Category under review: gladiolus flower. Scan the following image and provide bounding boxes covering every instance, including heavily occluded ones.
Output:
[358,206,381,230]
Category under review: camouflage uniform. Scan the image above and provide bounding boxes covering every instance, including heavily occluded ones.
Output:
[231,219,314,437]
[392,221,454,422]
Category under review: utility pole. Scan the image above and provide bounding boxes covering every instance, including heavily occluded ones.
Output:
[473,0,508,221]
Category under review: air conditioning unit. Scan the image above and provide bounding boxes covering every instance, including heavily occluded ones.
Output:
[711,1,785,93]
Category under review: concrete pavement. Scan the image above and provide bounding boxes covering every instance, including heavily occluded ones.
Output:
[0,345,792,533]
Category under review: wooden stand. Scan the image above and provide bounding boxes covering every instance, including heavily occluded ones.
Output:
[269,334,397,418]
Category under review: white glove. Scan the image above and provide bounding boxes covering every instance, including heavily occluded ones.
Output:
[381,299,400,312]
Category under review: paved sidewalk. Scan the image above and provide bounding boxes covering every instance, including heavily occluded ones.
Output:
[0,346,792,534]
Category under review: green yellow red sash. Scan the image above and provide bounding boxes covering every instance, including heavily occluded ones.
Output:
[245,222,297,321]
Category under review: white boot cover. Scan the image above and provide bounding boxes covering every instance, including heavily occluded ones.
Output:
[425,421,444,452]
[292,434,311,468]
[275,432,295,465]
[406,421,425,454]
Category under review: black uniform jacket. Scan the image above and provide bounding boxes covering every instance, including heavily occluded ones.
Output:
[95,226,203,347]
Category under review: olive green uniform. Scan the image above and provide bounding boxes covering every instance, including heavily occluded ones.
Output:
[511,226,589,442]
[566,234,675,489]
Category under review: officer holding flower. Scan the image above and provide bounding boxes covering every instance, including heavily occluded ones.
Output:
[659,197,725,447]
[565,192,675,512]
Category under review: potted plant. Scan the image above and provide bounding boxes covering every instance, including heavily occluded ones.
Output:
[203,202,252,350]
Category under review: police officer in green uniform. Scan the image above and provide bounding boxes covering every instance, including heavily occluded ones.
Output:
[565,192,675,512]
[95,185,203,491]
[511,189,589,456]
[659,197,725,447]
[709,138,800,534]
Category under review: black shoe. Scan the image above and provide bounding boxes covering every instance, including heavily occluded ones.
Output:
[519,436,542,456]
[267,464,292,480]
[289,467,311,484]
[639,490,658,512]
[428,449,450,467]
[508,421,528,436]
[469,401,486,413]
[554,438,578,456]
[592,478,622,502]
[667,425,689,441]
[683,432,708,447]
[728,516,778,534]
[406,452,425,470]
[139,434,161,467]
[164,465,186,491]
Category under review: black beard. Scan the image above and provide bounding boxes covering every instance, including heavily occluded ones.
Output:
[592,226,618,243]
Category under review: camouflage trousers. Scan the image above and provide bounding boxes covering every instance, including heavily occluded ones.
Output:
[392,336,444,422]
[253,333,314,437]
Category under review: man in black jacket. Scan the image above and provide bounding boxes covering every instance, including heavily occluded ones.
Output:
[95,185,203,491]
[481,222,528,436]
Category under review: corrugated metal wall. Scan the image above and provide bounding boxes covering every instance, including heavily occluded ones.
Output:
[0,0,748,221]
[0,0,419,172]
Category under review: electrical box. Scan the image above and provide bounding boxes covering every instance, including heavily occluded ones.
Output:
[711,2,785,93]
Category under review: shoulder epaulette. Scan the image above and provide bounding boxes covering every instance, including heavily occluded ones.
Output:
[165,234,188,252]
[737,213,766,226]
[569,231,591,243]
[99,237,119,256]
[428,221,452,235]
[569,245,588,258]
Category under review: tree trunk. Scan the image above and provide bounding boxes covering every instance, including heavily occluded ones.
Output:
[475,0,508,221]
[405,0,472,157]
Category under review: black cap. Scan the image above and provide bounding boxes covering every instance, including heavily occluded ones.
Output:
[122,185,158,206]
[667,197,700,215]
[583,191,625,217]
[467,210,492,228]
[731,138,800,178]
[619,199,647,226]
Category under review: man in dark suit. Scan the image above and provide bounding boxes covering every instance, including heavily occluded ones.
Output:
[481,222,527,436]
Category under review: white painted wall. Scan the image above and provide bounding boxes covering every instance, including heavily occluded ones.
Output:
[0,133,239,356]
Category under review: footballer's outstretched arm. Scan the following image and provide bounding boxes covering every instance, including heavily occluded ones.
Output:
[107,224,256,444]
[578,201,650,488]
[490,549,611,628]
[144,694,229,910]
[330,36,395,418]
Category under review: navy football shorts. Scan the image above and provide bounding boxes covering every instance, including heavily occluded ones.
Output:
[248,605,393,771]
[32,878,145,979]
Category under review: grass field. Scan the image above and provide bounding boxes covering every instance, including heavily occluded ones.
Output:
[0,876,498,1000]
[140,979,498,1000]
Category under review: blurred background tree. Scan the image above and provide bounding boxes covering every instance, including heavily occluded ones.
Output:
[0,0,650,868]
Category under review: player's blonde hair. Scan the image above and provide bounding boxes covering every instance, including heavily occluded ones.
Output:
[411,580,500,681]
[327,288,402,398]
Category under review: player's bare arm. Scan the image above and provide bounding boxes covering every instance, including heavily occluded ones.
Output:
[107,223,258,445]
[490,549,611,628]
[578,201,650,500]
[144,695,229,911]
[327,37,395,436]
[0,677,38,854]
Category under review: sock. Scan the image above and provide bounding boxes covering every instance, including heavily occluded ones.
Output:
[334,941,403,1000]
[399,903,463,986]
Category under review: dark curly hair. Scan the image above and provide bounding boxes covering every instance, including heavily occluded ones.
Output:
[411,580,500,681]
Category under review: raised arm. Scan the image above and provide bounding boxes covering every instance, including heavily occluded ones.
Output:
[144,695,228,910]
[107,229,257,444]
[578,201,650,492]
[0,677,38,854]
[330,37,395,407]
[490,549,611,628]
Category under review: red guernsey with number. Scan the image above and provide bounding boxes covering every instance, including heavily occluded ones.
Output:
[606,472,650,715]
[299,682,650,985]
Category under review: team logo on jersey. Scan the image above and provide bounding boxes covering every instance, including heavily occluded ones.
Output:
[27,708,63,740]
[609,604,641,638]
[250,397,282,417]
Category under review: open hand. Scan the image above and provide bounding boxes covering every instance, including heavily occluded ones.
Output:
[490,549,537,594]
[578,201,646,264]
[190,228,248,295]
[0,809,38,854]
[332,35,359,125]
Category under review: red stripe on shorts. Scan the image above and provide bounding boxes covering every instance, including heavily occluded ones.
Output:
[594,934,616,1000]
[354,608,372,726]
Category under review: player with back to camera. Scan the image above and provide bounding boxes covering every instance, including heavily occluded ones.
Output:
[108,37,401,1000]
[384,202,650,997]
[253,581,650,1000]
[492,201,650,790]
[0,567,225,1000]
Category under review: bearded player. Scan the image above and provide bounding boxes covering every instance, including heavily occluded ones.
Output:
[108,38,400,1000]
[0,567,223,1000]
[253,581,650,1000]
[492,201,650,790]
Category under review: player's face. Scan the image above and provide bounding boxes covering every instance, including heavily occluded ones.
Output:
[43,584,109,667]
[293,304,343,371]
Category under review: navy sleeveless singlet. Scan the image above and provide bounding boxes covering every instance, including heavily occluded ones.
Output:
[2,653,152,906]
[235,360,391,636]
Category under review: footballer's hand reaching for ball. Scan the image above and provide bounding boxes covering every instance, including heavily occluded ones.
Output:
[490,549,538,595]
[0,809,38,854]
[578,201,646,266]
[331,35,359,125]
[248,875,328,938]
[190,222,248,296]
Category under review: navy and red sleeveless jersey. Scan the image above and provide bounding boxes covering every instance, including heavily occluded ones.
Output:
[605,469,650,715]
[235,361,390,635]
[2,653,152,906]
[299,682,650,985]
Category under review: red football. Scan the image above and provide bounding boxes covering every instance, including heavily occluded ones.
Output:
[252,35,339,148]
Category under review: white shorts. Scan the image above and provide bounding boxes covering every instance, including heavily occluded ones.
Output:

————

Task instructions:
Copy out everything from the line containing "Category under review: red football." down to the last line of the items above, both ends included.

Written answer:
Category under review: red football. Scan the image above and provide bounding boxes covering every instance, including heavily occluded ones.
Output:
[252,35,339,148]
Category under review: white shorts. Scan the image above and provide bounding boxes covering every instance, including heavily occluded ones.
Output:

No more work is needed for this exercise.